### THE PROBLEM
Could you revise the material below so that every "photo" becomes "picture", with nothing else changed and the pictures left out?
(begin)
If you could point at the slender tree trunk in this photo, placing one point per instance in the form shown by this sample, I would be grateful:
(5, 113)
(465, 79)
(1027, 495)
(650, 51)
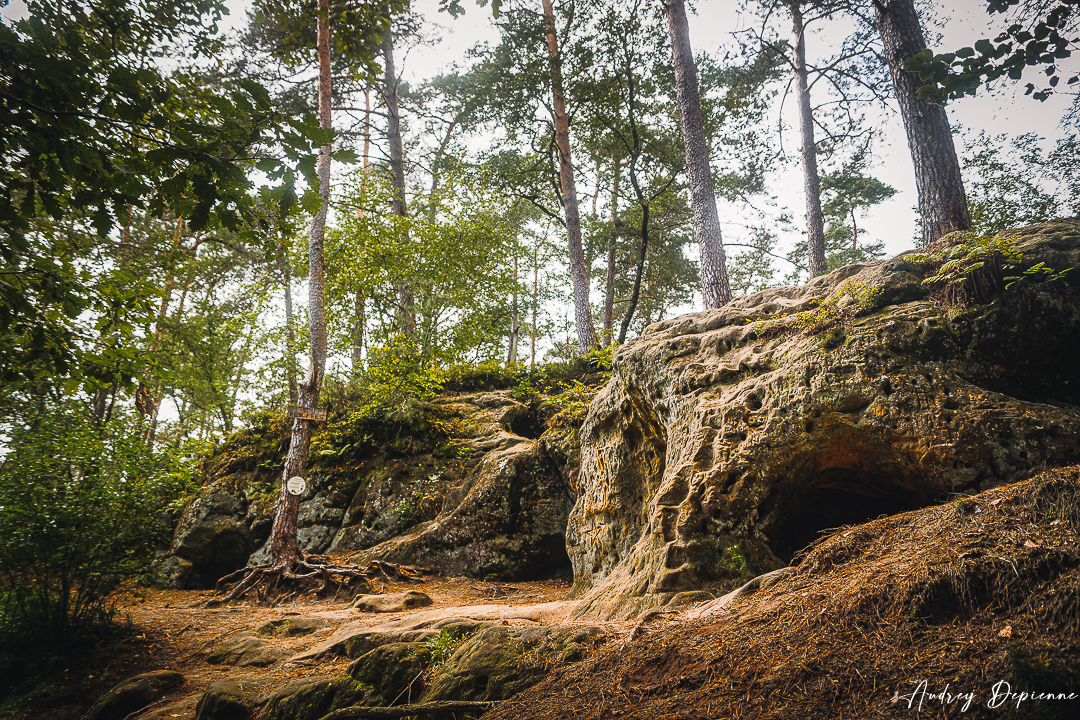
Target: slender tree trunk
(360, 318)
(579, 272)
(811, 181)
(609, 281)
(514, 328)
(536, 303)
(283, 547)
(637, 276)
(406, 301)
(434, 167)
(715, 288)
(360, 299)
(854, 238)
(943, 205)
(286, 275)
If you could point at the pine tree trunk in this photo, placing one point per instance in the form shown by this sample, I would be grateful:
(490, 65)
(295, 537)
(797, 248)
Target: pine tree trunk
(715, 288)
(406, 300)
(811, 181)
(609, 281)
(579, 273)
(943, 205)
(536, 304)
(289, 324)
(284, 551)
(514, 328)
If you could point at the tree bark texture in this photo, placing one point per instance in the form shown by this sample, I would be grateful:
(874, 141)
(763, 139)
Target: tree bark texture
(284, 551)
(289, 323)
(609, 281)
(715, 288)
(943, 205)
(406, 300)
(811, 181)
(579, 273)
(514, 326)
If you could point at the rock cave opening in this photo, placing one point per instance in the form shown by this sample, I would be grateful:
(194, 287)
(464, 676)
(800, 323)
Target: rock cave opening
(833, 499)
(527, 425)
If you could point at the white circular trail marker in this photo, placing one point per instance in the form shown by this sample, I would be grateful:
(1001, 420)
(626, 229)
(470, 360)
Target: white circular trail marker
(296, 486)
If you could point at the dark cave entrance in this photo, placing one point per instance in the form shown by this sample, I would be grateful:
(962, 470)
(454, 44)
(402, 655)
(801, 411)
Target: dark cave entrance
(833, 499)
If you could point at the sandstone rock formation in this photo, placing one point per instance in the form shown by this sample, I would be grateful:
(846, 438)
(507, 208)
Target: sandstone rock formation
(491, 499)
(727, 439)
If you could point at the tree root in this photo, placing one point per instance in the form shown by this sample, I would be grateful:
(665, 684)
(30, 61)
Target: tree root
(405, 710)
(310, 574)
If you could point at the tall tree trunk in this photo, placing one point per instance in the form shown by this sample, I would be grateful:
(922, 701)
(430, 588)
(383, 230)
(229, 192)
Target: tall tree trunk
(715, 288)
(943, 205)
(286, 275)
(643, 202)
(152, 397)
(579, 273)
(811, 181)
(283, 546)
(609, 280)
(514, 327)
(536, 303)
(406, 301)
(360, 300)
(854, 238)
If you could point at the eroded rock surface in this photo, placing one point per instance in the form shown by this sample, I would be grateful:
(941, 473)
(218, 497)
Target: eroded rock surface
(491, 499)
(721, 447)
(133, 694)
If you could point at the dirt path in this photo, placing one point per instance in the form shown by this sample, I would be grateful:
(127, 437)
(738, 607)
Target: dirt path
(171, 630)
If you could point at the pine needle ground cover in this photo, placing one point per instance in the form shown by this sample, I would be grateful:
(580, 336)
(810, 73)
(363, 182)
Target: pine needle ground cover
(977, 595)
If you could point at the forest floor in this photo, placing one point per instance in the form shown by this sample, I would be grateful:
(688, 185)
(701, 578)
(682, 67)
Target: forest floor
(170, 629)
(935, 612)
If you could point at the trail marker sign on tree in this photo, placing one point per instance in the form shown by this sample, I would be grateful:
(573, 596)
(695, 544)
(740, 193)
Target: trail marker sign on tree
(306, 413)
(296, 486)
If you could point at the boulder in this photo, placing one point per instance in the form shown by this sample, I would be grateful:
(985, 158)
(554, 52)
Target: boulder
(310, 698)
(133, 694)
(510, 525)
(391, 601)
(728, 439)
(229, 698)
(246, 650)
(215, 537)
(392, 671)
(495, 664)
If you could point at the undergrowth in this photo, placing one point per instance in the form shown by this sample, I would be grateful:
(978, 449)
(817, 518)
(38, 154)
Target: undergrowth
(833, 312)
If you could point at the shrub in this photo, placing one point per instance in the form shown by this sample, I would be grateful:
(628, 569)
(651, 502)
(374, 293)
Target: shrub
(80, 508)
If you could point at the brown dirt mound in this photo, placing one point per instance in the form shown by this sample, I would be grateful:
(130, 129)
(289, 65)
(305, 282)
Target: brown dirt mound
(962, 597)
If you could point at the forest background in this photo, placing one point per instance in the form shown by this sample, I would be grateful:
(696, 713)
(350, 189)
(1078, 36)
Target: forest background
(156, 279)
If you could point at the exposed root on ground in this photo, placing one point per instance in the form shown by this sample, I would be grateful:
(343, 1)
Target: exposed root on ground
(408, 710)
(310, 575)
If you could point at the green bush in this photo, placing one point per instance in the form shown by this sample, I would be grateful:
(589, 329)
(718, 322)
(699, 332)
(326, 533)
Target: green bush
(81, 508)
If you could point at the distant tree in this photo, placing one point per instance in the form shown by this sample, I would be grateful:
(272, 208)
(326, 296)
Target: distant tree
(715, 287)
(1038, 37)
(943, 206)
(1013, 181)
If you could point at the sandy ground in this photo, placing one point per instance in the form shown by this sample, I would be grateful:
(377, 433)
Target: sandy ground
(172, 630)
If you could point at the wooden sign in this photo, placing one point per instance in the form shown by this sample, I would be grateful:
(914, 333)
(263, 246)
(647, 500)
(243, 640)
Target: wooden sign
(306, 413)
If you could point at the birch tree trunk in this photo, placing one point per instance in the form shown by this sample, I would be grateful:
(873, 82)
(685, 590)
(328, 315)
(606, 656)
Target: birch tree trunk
(end)
### OUTPUT OF THE EXERCISE
If you could point at the slender tree trunk in this picture, placing one point per instance in the form shown by this sample, I would be grateful:
(5, 113)
(465, 79)
(1027, 495)
(650, 51)
Target: slender tree trunk
(360, 318)
(579, 272)
(811, 181)
(609, 281)
(514, 328)
(536, 303)
(283, 547)
(637, 276)
(406, 301)
(434, 167)
(715, 288)
(360, 299)
(854, 238)
(943, 205)
(286, 275)
If you could point at the pine tree trunk in this picture, placing one point per instance in the form shown by this sample, I would be grateful:
(490, 65)
(295, 537)
(797, 248)
Target: pine tree trunk
(715, 288)
(406, 300)
(811, 181)
(609, 281)
(579, 273)
(943, 205)
(536, 304)
(289, 324)
(284, 551)
(514, 328)
If you could point at the tree bark texture in this picture, placing one point per instance in the form shown by this sample, I would be grateful:
(874, 141)
(763, 139)
Target: tree bark texture
(284, 551)
(289, 323)
(609, 281)
(715, 288)
(943, 205)
(406, 300)
(811, 181)
(579, 273)
(514, 326)
If you could point at the rock cave opening in this picture, placing one point per instance in the form shown by this sample, I would be grateful:
(194, 287)
(464, 676)
(800, 323)
Target: rock cave opening
(833, 499)
(527, 425)
If you could point at the white circular trail marker in this picture, placing one point per instance in the form shown by this sample, I would be grateful:
(1001, 420)
(626, 229)
(470, 360)
Target: white circular trail marker
(296, 486)
If you could point at the dark cave entrance in this picture, placing one point per instance in the form shown by this sample, I would be grateful:
(962, 470)
(454, 44)
(402, 655)
(801, 411)
Target: dark cave entrance
(833, 499)
If you could point at the sandstone rock formation in this picture, placing one point per instance in the form shown by this sample, I would be grateful:
(846, 438)
(507, 208)
Target: sandstone rock formation
(491, 499)
(727, 439)
If you could point at the tree root in this picture, placing one point per instance in the form shown by this sample, I would be grateful:
(665, 684)
(30, 61)
Target: tree root
(405, 710)
(310, 574)
If you could point at the tall tree trunk in this picture, placing one point per instance in the form shown by this sample, I would be grateful:
(922, 701)
(430, 588)
(383, 230)
(229, 192)
Target: tall tree trunk
(715, 288)
(943, 205)
(286, 275)
(643, 202)
(152, 397)
(579, 273)
(811, 181)
(283, 546)
(609, 280)
(514, 327)
(536, 303)
(406, 301)
(360, 300)
(854, 238)
If you could point at the eroded rock surface in this picture, placing one point per instance in the form shown by this sample, I would be grateful:
(941, 473)
(218, 497)
Target: eroded rock surface
(491, 499)
(721, 447)
(133, 694)
If you could point at the dirt path in this picture, placing one point per instance in the form shown by this sample, I would be grateful:
(127, 437)
(738, 607)
Target: dirt path
(171, 630)
If you could point at the pine needle ground cover in this picture, placing one point per instance in the form shown by this sample, I would be grateful:
(580, 336)
(810, 73)
(363, 182)
Target: pine needle ground cover
(977, 595)
If you could point at the forest floor in this picture, placing one point per instance in the form shown by this sample, I would be grateful:
(688, 185)
(701, 578)
(682, 67)
Target: forest floor
(170, 629)
(935, 612)
If you could point at the trail marker sign on tree in this picture, placing one point per instance in the form shown by this sample, I would be grateful:
(573, 596)
(695, 544)
(740, 193)
Target: trail marker sign on tree
(306, 413)
(296, 486)
If you could point at the boulder in this picture, placing one point per instance in the form shown by this sample, I would be grateful:
(985, 158)
(554, 52)
Target: boulder
(310, 698)
(133, 694)
(510, 525)
(391, 601)
(728, 439)
(229, 698)
(246, 650)
(215, 537)
(392, 671)
(495, 664)
If you could point at the undergrowth in this picture, placing one point per instance in the form shown by this sample, I would be grateful:
(978, 449)
(817, 518)
(38, 154)
Target: undergrowth
(833, 312)
If you could point at the shrub in this picture, placing one point per instance in the form shown by this sample, I would be grateful:
(628, 569)
(651, 502)
(374, 293)
Target: shrub
(80, 508)
If you could point at the brown dirt mound in this picture, placing one point per instance in the form shown by this sample, I would be grateful:
(130, 129)
(289, 65)
(305, 282)
Target: brown dirt mound
(962, 597)
If you could point at the forest background in this picture, placing one point per instance in the form shown by this sample, I would be grateful:
(696, 713)
(350, 189)
(1078, 36)
Target: forest background
(156, 279)
If you could point at the exposed root on ground in this picture, placing one point per instance in the form shown by this sample, I would be grateful:
(343, 1)
Target: exposed root on ground
(408, 710)
(310, 575)
If you could point at the green bush in this picture, placing one point per instance in the form shown by this sample, I would be grateful:
(589, 329)
(718, 322)
(699, 332)
(326, 533)
Target: green bush
(81, 508)
If you could point at the distant tree in this picture, placing one point per instance in the form shown by this sample, I would be grateful:
(272, 208)
(326, 296)
Target: distant tree
(715, 287)
(1038, 37)
(943, 206)
(1013, 181)
If you could point at the sandy ground in this picture, placing one point per instance in the form shown by this sample, I would be grateful:
(377, 433)
Target: sandy ground
(172, 630)
If you could point at the wooden sign in this picture, placing one point per instance in the form shown by this sample, I would be grateful:
(914, 333)
(263, 246)
(647, 500)
(243, 640)
Target: wooden sign
(306, 413)
If you could point at the birch tree trunk in this picture, placing one point per instance in the form shown by this sample, I would be grateful:
(873, 82)
(685, 590)
(328, 315)
(606, 656)
Target: birch tree trunk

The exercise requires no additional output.